(Stated task A) In the deduplication thread, what determines system size?
(Stated task B) Extract the passage of the deduplication thread between "As for processors, one" and "cores than POWER6/POWER5)", inclusive.

(Reading passage)
-*-

Re: [ADSM-L] Deduplication with TSM.

The size of storage is not enough information to size a system.
The number of sessions determines system size.

If you have four clients, 1 gig per night, you could run 8GB RAM, Core2
2GHz and be okay.

Realistically, 32GB per instance is good.  db2sysc will use about 20GB per
instance if it's available.
This handles a couple hundred clients, deduplication, etc.

As for processors, one processor for every 2 DB directories, plus one
processor for TSM internals is minimal.
If you will have high I/O, then one hardware thread for every IDENTIFY
DUPLICATES process is good.
If you will use client-side dedupe most of the time, then you you only use
IDENTIFY DUPLICATES when you move data into the pool server side.

Higher GHz matters for the identify processes, though branch prediction is
still important (POWER5 or POWER7 are better than POWER6)
Higher hardware thread counts matter for client session responsiveness
(POWER7 uses fewer cores than POWER6/POWER5)
Higher I/O backplane matters for amount of raw data coming in (Low end
POWER wins over low-end Intel)
Higher IOPS for the DB volumes are necessary to keep clients from slowing
down.  (hash compares)
Lower network latency matters for client performance (hash compares)

With friendly Regards,
Josh-Daniel S. Davis
OmniTech Industries




On Thu, Apr 26, 2012 at 8:43 AM, Francisco Molero <fmolero AT yahoo DOT com> 
wrote:

> Hi colleagues,
>
>
> I am going to implement a very big disk pool with dedup around 100 TB. TSM
> disk Storage pool ( neither VTLs nor DataDomain) . Somebody knows what TSM
> server I need  ( RAM and CPU) or what ratio can I hope... I am thinking
> about source Dedup...
>
>
> Any experiences?
>
>
> Thanks..
>

-*-

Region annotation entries
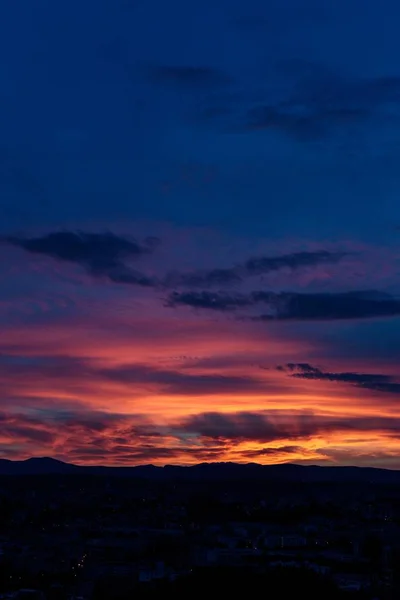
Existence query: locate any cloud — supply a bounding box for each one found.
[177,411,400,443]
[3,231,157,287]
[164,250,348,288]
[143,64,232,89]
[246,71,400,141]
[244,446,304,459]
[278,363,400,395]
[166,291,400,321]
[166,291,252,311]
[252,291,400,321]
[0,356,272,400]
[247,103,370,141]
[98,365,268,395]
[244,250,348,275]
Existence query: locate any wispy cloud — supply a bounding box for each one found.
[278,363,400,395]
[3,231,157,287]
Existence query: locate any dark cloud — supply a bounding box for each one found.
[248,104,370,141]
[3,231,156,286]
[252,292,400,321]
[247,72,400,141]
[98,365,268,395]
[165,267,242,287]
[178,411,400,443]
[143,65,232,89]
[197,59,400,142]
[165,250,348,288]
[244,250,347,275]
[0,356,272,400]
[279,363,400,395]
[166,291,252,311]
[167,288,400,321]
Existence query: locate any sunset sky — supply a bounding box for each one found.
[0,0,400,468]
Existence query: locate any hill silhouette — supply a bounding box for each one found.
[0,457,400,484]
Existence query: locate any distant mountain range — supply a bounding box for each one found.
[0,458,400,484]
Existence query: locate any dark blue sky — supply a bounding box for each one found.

-*-

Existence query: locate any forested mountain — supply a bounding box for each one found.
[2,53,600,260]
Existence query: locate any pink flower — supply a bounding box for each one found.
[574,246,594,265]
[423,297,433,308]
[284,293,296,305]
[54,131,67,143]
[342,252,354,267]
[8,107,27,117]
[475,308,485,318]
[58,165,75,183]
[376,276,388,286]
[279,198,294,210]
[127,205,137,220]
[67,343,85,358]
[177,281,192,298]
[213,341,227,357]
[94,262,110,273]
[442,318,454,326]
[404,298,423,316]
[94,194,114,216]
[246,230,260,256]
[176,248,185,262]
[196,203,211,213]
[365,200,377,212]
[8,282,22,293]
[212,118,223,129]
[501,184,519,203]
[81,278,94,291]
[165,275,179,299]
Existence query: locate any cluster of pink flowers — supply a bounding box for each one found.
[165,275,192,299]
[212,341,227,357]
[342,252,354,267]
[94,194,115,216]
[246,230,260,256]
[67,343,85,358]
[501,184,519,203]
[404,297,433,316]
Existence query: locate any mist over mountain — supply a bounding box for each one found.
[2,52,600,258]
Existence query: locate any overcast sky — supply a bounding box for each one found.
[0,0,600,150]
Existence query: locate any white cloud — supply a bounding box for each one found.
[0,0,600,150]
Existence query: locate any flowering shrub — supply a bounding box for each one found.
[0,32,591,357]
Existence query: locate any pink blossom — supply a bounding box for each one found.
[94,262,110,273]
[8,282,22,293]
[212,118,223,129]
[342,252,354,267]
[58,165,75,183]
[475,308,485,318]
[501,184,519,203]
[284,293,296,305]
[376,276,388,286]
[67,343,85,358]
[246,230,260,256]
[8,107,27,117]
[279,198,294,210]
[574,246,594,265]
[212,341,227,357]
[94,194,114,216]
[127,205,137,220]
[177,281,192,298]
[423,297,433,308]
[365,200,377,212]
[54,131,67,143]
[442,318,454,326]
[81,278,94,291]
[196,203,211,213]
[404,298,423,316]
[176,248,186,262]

-*-

(Complete response A) The number of sessions determines system size.

(Complete response B)
As for processors, one processor for every 2 DB directories, plus one
processor for TSM internals is minimal.
If you will have high I/O, then one hardware thread for every IDENTIFY
DUPLICATES process is good.
If you will use client-side dedupe most of the time, then you you only use
IDENTIFY DUPLICATES when you move data into the pool server side.

Higher GHz matters for the identify processes, though branch prediction is
still important (POWER5 or POWER7 are better than POWER6)
Higher hardware thread counts matter for client session responsiveness
(POWER7 uses fewer cores than POWER6/POWER5)